- **Try it**: Return each line in the records below that includes "with".

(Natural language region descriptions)

··········

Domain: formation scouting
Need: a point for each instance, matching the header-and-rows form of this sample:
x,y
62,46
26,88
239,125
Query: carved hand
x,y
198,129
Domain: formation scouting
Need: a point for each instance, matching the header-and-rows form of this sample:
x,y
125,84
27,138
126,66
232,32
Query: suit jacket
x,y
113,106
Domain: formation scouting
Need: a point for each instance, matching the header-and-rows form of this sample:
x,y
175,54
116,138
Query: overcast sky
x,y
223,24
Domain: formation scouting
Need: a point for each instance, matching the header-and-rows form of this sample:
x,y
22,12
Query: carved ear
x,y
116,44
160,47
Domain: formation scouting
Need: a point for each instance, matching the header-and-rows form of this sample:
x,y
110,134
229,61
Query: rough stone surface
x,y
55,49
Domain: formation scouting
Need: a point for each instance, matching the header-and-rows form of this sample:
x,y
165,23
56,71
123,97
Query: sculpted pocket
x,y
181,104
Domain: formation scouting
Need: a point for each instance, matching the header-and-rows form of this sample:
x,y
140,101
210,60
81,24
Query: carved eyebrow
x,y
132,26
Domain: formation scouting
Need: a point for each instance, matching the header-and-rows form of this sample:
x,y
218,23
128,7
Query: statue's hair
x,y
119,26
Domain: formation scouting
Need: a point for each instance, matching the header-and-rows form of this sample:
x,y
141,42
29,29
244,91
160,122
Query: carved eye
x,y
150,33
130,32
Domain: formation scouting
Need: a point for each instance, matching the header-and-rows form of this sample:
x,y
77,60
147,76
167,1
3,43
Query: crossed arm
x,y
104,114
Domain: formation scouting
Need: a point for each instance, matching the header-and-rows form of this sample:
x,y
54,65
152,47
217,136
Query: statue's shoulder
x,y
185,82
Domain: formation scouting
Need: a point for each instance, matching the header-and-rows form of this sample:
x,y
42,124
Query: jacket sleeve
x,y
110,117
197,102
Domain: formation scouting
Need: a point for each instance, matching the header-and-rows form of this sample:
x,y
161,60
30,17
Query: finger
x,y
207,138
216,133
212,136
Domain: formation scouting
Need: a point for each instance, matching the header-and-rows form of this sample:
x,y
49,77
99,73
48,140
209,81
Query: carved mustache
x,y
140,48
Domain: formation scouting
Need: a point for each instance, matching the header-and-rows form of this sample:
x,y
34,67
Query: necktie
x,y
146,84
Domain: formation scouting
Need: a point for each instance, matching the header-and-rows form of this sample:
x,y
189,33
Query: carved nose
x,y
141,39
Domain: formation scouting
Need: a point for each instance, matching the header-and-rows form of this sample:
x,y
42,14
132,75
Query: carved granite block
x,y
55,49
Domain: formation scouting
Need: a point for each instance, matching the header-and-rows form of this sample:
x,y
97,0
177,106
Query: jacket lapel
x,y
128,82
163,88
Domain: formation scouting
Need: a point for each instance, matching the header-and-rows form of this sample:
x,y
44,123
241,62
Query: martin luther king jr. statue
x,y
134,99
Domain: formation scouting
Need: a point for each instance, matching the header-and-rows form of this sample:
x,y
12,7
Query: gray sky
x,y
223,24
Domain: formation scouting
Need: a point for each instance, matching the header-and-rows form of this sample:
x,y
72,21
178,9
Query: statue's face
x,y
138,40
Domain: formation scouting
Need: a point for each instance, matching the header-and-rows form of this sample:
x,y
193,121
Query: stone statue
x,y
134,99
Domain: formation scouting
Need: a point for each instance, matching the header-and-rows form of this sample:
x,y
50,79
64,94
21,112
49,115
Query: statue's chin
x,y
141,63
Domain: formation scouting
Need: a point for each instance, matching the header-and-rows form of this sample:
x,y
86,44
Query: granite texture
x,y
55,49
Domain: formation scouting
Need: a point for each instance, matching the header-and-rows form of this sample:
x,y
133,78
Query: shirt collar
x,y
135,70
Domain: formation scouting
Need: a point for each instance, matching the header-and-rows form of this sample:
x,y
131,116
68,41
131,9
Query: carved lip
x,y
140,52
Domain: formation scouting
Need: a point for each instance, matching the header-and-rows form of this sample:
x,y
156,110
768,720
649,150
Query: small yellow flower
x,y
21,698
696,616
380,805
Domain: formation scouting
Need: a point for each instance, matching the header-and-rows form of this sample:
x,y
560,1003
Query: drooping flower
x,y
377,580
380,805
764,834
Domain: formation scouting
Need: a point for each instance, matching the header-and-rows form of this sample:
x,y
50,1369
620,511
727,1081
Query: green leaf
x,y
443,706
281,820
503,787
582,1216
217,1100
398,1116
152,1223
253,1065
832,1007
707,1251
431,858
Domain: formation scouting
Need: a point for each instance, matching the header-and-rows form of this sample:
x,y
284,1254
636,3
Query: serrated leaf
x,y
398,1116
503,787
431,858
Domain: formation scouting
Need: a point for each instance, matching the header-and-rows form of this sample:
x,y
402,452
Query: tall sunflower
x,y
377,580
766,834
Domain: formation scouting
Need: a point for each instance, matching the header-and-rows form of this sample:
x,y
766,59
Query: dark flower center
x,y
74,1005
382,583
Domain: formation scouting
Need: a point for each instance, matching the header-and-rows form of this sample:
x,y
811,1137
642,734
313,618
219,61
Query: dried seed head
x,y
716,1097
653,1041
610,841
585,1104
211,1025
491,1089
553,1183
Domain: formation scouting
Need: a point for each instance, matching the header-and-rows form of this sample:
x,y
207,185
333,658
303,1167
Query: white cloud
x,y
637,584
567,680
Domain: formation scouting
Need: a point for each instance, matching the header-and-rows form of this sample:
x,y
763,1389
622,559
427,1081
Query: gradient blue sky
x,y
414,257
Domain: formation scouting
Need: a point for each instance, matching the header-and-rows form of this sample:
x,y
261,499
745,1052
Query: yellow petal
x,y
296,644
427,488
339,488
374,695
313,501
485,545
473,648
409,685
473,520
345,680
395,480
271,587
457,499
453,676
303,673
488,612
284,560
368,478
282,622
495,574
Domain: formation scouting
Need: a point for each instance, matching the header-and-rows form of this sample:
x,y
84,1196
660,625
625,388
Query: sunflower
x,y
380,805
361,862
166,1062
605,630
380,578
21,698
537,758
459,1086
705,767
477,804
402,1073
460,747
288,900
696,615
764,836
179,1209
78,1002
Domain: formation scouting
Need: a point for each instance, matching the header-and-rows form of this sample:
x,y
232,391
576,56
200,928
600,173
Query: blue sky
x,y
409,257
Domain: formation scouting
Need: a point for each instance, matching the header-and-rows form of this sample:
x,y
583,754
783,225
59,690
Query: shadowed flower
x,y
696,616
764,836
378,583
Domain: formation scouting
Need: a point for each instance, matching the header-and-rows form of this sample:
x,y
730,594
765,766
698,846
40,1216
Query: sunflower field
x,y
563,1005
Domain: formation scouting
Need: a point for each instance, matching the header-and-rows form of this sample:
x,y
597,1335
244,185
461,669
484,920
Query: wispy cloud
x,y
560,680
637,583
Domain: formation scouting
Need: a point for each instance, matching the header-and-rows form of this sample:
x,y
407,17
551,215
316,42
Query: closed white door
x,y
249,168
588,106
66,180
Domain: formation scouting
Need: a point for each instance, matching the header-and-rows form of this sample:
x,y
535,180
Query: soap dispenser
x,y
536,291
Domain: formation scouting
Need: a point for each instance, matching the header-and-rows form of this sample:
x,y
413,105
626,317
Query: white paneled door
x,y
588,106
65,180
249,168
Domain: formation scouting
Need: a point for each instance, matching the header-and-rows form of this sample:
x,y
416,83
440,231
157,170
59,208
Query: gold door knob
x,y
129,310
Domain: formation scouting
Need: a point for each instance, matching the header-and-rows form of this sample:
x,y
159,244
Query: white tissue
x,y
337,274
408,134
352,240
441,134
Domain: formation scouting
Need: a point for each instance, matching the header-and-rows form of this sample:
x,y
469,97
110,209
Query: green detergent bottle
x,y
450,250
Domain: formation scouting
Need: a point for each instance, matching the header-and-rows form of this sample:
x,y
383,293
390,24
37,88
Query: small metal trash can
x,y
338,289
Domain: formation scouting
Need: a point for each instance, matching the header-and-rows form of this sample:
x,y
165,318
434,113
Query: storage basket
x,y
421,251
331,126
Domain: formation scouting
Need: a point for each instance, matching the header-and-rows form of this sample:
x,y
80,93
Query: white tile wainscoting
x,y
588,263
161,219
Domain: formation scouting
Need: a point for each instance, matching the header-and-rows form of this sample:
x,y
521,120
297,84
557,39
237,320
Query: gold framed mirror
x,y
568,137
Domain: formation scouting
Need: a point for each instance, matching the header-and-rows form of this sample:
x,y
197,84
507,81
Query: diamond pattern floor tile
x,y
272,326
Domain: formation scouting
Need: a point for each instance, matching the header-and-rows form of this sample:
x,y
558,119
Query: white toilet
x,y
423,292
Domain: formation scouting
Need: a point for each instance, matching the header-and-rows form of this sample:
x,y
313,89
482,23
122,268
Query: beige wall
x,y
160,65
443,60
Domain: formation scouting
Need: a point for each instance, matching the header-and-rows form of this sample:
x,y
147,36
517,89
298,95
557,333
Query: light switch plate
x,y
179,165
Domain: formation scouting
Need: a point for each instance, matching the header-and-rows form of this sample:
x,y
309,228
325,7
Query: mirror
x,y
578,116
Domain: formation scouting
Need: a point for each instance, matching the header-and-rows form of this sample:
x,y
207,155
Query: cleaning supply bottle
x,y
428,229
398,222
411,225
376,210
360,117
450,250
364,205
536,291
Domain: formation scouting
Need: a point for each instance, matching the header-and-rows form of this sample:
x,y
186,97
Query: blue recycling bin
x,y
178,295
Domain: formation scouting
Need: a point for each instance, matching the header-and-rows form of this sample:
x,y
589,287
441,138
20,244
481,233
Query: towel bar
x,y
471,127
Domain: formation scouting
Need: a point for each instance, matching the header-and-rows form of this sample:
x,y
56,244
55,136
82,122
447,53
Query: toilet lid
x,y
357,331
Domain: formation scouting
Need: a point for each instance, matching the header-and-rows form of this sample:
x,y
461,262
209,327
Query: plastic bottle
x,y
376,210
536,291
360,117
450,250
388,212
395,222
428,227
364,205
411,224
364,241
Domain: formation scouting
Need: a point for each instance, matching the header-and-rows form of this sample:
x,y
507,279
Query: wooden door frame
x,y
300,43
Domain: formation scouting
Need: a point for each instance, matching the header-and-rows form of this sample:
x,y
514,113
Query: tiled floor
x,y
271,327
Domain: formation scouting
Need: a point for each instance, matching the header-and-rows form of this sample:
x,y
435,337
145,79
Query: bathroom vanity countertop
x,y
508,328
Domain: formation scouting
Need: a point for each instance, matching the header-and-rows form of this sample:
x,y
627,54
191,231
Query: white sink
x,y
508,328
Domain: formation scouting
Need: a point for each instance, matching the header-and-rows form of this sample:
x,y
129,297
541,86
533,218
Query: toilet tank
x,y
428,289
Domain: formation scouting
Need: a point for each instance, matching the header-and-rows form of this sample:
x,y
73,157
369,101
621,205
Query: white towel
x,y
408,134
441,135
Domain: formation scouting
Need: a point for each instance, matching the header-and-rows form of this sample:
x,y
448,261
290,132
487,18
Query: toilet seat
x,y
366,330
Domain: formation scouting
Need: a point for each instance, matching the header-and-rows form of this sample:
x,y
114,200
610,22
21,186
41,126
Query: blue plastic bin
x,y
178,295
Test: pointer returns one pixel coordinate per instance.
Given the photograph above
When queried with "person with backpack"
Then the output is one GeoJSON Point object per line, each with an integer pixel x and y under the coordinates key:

··········

- **Answer below**:
When queried with "person with backpack"
Then the output is one GeoJSON Point object per line, each with an integer pixel x and y under the coordinates key:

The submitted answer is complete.